Dataset rows on where objects appear:
================
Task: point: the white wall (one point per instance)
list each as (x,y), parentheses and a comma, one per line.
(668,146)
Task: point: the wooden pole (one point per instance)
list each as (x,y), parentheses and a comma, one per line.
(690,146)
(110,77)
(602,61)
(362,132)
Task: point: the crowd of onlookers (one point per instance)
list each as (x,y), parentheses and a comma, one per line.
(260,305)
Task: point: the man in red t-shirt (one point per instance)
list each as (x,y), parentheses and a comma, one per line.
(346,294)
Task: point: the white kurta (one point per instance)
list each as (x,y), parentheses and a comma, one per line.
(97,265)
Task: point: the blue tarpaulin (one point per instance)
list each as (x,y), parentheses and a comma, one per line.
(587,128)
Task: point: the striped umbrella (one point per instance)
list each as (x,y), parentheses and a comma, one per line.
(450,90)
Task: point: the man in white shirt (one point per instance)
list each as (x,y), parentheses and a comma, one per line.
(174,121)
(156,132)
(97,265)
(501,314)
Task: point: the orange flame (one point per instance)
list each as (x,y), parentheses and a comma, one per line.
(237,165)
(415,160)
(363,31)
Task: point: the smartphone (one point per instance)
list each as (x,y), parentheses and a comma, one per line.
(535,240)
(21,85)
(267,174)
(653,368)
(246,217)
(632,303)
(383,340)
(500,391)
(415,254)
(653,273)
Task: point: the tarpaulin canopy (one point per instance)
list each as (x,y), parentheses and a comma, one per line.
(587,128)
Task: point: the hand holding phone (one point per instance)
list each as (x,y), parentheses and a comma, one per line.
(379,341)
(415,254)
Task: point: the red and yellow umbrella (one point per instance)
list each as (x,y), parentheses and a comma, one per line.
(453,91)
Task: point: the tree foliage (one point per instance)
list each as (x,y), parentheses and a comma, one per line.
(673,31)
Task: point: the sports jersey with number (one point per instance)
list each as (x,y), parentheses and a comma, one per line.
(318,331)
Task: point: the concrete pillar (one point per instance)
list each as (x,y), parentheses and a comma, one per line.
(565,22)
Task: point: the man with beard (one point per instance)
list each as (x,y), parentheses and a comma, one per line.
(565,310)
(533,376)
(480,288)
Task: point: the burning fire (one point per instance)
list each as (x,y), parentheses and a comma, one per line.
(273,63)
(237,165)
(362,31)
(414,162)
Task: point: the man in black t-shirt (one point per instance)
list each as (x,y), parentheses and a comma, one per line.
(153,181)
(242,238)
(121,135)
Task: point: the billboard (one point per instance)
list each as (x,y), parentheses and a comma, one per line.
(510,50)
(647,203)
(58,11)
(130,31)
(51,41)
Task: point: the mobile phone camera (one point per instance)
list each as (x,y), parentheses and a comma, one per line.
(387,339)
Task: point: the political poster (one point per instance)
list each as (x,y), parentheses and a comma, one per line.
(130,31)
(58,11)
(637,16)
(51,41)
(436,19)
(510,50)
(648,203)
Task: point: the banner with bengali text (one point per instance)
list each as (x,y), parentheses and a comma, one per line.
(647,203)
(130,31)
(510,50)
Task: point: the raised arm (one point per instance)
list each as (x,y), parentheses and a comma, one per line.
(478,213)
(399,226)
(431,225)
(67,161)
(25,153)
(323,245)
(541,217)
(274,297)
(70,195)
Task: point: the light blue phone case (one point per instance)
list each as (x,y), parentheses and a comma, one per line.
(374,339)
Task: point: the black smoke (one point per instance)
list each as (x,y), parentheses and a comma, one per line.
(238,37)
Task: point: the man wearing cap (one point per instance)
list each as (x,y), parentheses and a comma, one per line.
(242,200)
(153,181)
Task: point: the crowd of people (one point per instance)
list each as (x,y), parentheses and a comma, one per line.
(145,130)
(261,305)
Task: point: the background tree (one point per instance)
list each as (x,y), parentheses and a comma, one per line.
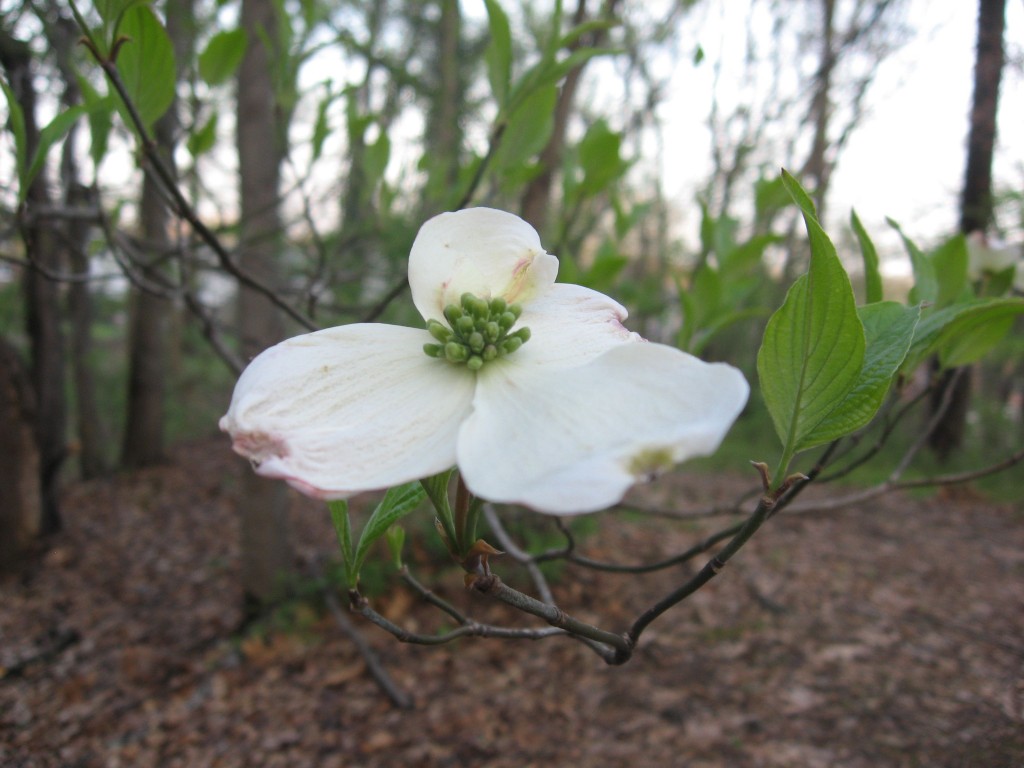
(976,199)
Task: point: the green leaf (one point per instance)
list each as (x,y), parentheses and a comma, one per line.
(608,263)
(528,130)
(322,127)
(813,347)
(926,283)
(202,140)
(949,264)
(146,64)
(222,55)
(872,275)
(599,158)
(397,503)
(395,538)
(889,330)
(436,488)
(375,160)
(499,52)
(972,334)
(55,130)
(343,527)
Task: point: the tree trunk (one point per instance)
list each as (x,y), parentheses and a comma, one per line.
(262,506)
(42,297)
(976,202)
(150,338)
(20,503)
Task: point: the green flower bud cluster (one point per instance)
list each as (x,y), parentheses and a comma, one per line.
(477,332)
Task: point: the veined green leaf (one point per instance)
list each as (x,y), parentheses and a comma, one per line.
(145,62)
(813,348)
(949,264)
(55,130)
(964,333)
(15,121)
(343,528)
(926,283)
(222,55)
(889,331)
(872,275)
(397,503)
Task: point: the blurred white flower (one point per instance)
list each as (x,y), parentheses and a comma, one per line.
(989,255)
================
Problem statement: Convert the lines of the rows above, from the line containing "Task: point: the green flower" through the last line of the rows, into a JSON list of strings with one string per line and blank lines omitted.

Exercise result:
[
  "Task: point: the green flower bud cluster (one point per instance)",
  "list each as (x,y), parentheses and a comma, one per line.",
  "(477,332)",
  "Task: point: the veined green leaf (one point per instance)",
  "list each as (x,y), parentheses and a comma, one per line.",
  "(145,62)",
  "(813,348)",
  "(949,264)",
  "(55,130)",
  "(964,333)",
  "(15,121)",
  "(343,528)",
  "(926,283)",
  "(222,55)",
  "(889,331)",
  "(872,275)",
  "(397,503)",
  "Task: point: the blurred white flower (one point per instance)",
  "list each as (x,y), parentheses and a comma, one per line.",
  "(989,255)"
]